# Extract to read
+--

Life’s a beach, train on that AI. Photo: Andy Blackmore

I write my blog for two people, you and me. I did not, however, write it for the one thousand three hundred bots who are currently eating my site alive. Hosted mainly in Singapore and China. They are like an army of the undead, unstoppable, and they are after my brains.

It took them about six months to find the blog, and once they did, they have been feasting on my words. Every day, they return, training, learning, and trying to be like me and trying to replicate me, feeding a corpus on the corpse of my life.

Now, I have an uncanny knack for being in the right job at exactly the wrong time. I watched open-mouthed as the golden age of photojournalism was eviscerated by the digital camera, then gasped from the newsroom as journalism had its heart torn out by its nemesis, the internet, all struck down by the curse of good enough. Now, with the advent of AI and LLMs, I don’t have the breath left to scream.

I live in a dystopian version of my future I never considered, and I’m not battling robots but a mindset enabled by them, in this case, AI. The problem is that AI does not need to be better than me; it does not even need to be as good, it just needs to be free, or at least feel like it.

The concepts that once drove the creative world have been reordered and reimagined. The idea that quality would be the prime mover has vanished in a puff of logic, so dense that it has obscured the damage. AI only has to be good enough, and if good enough is free, it’s good enough.

+--

# Saved data entries
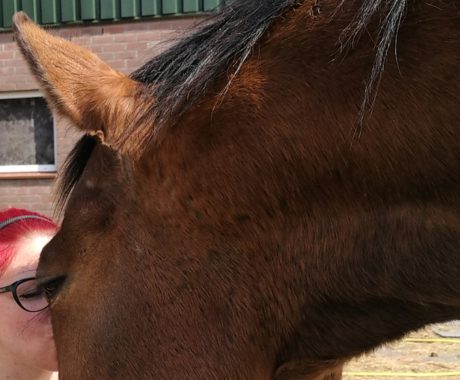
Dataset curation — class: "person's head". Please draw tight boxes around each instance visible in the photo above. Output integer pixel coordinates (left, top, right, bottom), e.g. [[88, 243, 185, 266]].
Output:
[[0, 208, 58, 371]]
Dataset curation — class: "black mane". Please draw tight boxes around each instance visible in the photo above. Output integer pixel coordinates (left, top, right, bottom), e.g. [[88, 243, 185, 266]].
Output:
[[58, 0, 409, 207], [127, 0, 409, 140], [131, 0, 302, 137]]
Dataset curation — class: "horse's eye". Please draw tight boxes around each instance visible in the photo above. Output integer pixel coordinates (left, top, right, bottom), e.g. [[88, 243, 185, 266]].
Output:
[[40, 276, 65, 301]]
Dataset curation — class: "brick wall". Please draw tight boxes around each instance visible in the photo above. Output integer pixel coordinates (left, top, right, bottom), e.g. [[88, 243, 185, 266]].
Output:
[[0, 18, 197, 220]]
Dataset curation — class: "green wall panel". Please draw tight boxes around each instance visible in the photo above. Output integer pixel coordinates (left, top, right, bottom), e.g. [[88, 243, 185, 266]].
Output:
[[121, 0, 140, 17], [80, 0, 97, 20], [22, 0, 41, 22], [141, 0, 161, 16], [41, 0, 60, 24], [2, 0, 19, 28], [0, 0, 225, 31], [161, 0, 182, 15], [61, 0, 80, 22], [101, 0, 120, 20]]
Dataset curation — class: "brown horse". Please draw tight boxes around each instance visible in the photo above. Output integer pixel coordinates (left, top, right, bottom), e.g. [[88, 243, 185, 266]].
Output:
[[10, 0, 460, 380]]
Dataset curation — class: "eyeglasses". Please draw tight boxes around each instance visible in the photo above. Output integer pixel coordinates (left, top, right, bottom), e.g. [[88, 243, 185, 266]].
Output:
[[0, 277, 49, 312]]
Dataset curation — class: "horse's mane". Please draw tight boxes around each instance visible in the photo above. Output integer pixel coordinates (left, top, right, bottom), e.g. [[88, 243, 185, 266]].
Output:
[[127, 0, 409, 139], [59, 0, 409, 211]]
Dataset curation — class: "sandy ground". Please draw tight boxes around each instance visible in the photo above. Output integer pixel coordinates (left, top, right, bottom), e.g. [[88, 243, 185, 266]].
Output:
[[343, 326, 460, 380]]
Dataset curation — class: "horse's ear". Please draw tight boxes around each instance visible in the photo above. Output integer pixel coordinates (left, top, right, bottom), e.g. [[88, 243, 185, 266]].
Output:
[[13, 12, 141, 140]]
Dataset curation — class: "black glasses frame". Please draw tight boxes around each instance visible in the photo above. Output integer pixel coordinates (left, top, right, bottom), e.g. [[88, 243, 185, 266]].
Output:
[[0, 277, 49, 313]]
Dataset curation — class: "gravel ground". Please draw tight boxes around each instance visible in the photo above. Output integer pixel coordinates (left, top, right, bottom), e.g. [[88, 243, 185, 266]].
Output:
[[343, 323, 460, 380]]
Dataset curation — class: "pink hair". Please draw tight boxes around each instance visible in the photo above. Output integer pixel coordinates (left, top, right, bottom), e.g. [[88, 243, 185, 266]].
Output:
[[0, 208, 58, 275]]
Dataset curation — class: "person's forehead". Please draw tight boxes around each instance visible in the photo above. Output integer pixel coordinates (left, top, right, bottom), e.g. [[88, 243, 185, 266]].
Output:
[[2, 232, 52, 283]]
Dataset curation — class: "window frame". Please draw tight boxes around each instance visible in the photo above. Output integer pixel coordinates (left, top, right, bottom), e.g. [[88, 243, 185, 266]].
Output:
[[0, 90, 57, 177]]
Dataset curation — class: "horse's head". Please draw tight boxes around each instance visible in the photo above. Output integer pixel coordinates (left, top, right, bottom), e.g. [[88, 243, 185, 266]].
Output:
[[14, 0, 460, 379]]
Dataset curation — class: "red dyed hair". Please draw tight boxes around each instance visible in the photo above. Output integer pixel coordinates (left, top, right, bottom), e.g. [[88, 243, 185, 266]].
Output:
[[0, 208, 58, 275]]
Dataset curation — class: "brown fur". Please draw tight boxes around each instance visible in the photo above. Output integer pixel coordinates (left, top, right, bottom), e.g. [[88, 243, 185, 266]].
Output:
[[10, 0, 460, 380]]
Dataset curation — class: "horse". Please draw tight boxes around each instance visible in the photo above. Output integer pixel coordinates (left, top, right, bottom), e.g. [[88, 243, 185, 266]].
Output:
[[14, 0, 460, 380]]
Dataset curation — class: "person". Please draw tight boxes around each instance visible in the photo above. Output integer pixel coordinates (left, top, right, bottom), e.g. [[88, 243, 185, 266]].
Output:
[[0, 208, 58, 380]]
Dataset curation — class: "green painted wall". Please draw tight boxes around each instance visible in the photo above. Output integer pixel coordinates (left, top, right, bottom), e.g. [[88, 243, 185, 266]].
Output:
[[0, 0, 225, 31]]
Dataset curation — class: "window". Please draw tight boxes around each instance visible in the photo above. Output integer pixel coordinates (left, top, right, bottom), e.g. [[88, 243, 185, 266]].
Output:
[[0, 91, 56, 173]]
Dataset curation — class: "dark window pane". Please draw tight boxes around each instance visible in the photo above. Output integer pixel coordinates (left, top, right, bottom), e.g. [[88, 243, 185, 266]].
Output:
[[0, 98, 54, 165]]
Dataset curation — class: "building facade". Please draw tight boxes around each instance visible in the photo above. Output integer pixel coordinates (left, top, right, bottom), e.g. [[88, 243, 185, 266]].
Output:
[[0, 0, 222, 216]]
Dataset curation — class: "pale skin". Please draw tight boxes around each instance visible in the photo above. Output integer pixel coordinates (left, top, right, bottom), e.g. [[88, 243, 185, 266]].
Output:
[[0, 232, 58, 380]]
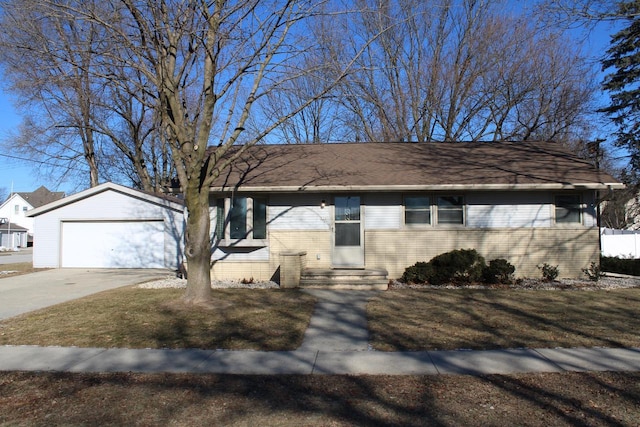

+--

# Problems to work on
a - Answer these questions from the blog post about bots and AI:
(i) Where are the bots mainly hosted?
(ii) How long did it take the bots to find the blog?
(iii) According to the writer, what tore out journalism's heart?
b - Continue the blog post about bots and AI from its last sentence, in the same first-person voice.
The data plays no part in this.

# Your responses
a -
(i) Singapore and China
(ii) About six months
(iii) The internet

b -
It sounds so innocuous, but it’s every bit as world-shattering as the theory of relativity that led to the atomic bomb. It doesn’t have to beat you; it just has to be good enough, good enough for someone with a budget and a deadline. That’s the economic logic that ends careers and destroys your world.

Almost 62 and still working in journalism makes me something of a survivor. Forty years of getting on with it, and while not rich in the conventional sense, I’m a millionaire in experience and possess a wisdom born of age and life.

To the LLMs and the bots, my blog, the manifestation of my life, is just training data, free content, to be scraped at will as the machine learns to be me. It’s as fucking terrifying as “Invasion of the Bodysnatchers”.

The irony, the more I write my blog, hoping for more work as a writer, the more I dig my professional grave, as that content is scraped without my consent, used without any compensation, and ends up competing against me, all because it’s good enough and it’s free.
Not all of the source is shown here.